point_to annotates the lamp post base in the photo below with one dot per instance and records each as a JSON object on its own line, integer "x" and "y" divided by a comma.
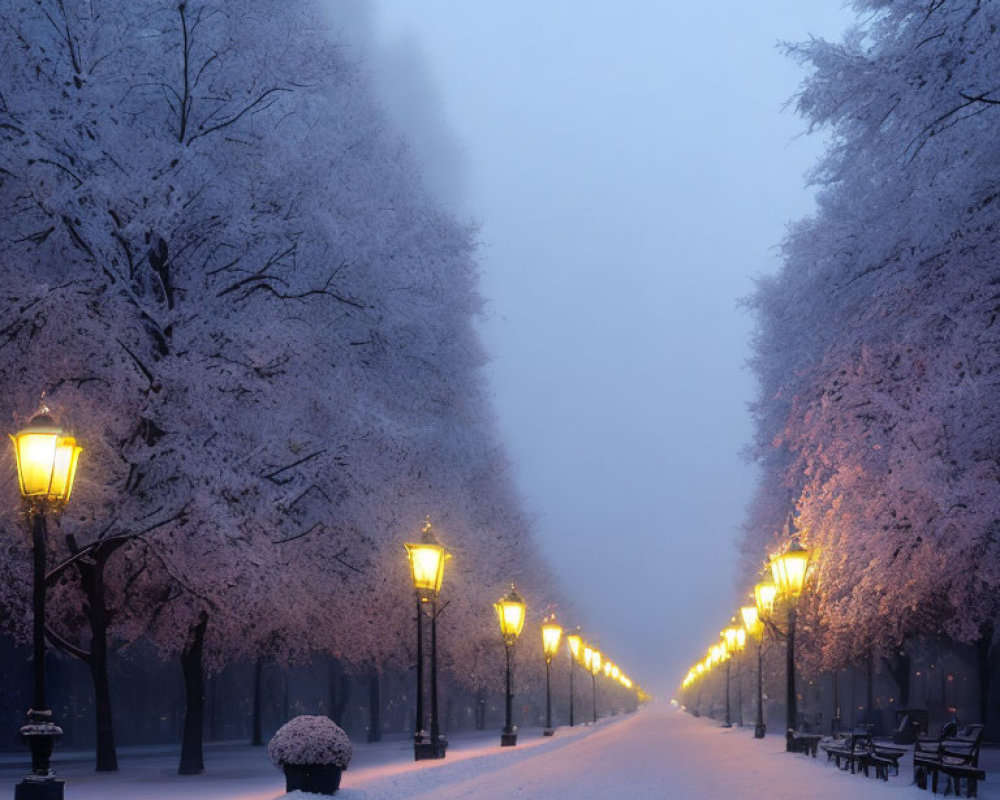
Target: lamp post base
{"x": 35, "y": 787}
{"x": 41, "y": 783}
{"x": 426, "y": 749}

===

## WHAT IS ASKED
Write out every line of the records above again, keeping all the text but offsetting each x and y coordinate by 56. Leave the pictures out.

## REPLY TO THE TASK
point_to annotates the lamp post base in the photo below with one dot per instance and records each as a JSON object on its own line, integer "x" and "y" divided by a comma.
Target: lamp post base
{"x": 91, "y": 843}
{"x": 97, "y": 839}
{"x": 482, "y": 805}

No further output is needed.